▸ **Requirement 1**: Reproduce the part of the article on classroom dissection starting with "Practical activism" and going on through "do research papers.".
▸ **Requirement 2**: In the article on classroom dissection, how many of the 400 students in Ridgewood's freshman biology opt out of dissection each year?
▸ **Requirement 3**:
Do these statements agree with the article on classroom dissection? Answer yes or no for each, and quote the words that decide it.
(a) The Humane Society of the United States offered science teachers free loans of CD-ROMs and models.
(b) Bunny Jaskot's AP Biology class is currently dissecting fetal pigs.
(c) High school biology classes in Teaneck now dissect only one species a year.

Concerns about animal welfare have also contributed to the change. Len Niebo, science supervisor for Bergenfield, said the use of dissection in his district has dropped markedly for that reason.

"We used to do worms, crayfish, fish, fetal pigs, frogs and even live frogs — destroying the central nervous system so it wouldn't feel pain, and cutting it open to examine the beating heart," he said. "No one today would argue that wasn't cruel."

Students themselves are driving some of the move away from formaldehyde-drenched frogs. Nartowitz said about a dozen of the 400 students in Ridgewood's freshman bio opt out of dissection each year. Bunny Jaskot, president of the Biology Teachers Association of New Jersey, said that even in her AP Biology class — which is currently dissecting pregnant rats to study the reproductive system — some students refuse to partake in the experiments.

Practical activism

Yielding to pressure from anti-vivisection activists, New Jersey last year became the ninth state in the nation to allow students to opt-out of dissection labs, whether because of the yuck factor or a belief in its inhumanity. Instead, they participate in virtual labs — and if they can't stomach even that, they examine plastic models and do research papers.

After the legislation passed, The Humane Society of the United States sent out thousands of letters to science teachers across the state, offering free loans of CD-ROMs, models, videotapes, slides and charts. Although the group's motivation is to reduce the number of animals cut open, the arguments they make to districts are more practical.

"For schools that are struggling financially — and which one isn't? — it makes more sense to go with the virtual program, which has been found in peer-reviewed studies to be as educational or better than actual dissection, and cheaper," said Kathleen Conlee of the Humane Society. "Besides, you can do the dissection over and over on a computer model, whereas with a real frog in front of you, once you've cut open its liver, you can't do it again."

Anti-vivisection activists argue that dissecting animals in middle or high school is unnecessary and unethical — and superfluous even in most college settings. But many high school teachers say that while they have cut back, they're not giving up dissection altogether.

Hands-on approach

"It allows students to feel the delicateness of the tissue and to appreciate the complexity of a living thing," said Patricia Lord, science adviser for Teaneck's schools, where high school bio classes used to dissect earthworms, frogs, perch and fetal pigs but now do only one species a year. "They can inflate the animal's lungs using a pipette to see how lungs work. They can unravel the intestine to see how long it is and how it's packed in. There's so much to learn that way, and they're always amazed."

▸ **Excerpted data**:
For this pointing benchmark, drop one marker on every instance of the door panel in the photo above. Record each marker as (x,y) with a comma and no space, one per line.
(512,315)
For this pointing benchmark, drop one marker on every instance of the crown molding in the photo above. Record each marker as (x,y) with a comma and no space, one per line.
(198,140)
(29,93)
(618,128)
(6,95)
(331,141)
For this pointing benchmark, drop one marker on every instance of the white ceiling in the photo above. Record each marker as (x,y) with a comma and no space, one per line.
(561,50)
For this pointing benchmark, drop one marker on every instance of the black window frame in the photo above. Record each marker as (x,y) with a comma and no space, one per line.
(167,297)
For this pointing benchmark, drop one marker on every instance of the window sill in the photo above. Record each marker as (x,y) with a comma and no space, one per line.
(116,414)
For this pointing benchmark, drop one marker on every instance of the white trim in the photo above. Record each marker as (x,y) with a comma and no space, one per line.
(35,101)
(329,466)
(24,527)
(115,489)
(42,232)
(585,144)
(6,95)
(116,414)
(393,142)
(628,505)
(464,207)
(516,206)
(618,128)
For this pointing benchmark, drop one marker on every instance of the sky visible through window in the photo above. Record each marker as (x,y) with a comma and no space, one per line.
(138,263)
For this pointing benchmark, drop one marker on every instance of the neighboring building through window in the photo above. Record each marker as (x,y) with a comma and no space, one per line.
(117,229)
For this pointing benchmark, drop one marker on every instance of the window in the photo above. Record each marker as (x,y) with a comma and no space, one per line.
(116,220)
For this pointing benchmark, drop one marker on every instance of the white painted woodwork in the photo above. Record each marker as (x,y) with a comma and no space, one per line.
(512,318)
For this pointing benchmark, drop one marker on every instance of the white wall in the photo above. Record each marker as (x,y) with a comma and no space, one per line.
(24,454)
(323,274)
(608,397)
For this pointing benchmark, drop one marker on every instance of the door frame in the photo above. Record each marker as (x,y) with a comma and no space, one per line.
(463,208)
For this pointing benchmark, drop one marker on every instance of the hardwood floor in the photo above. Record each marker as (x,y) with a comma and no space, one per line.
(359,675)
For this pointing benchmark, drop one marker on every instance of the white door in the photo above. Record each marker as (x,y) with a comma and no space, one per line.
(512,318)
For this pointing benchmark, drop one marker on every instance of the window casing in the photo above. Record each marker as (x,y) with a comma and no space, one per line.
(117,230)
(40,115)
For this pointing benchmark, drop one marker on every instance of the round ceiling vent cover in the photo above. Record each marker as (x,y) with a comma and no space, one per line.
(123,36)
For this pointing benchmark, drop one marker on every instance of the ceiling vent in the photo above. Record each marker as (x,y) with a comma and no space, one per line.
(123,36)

▸ **Output 1**:
Practical activism

Yielding to pressure from anti-vivisection activists, New Jersey last year became the ninth state in the nation to allow students to opt-out of dissection labs, whether because of the yuck factor or a belief in its inhumanity. Instead, they participate in virtual labs — and if they can't stomach even that, they examine plastic models and do research papers.

▸ **Output 2**: About a dozen.

▸ **Output 3**:
(a) Yes: "offering free loans of CD-ROMs, models, videotapes, slides and charts"
(b) No: "which is currently dissecting pregnant rats to study the reproductive system"
(c) Yes: "but now do only one species a year"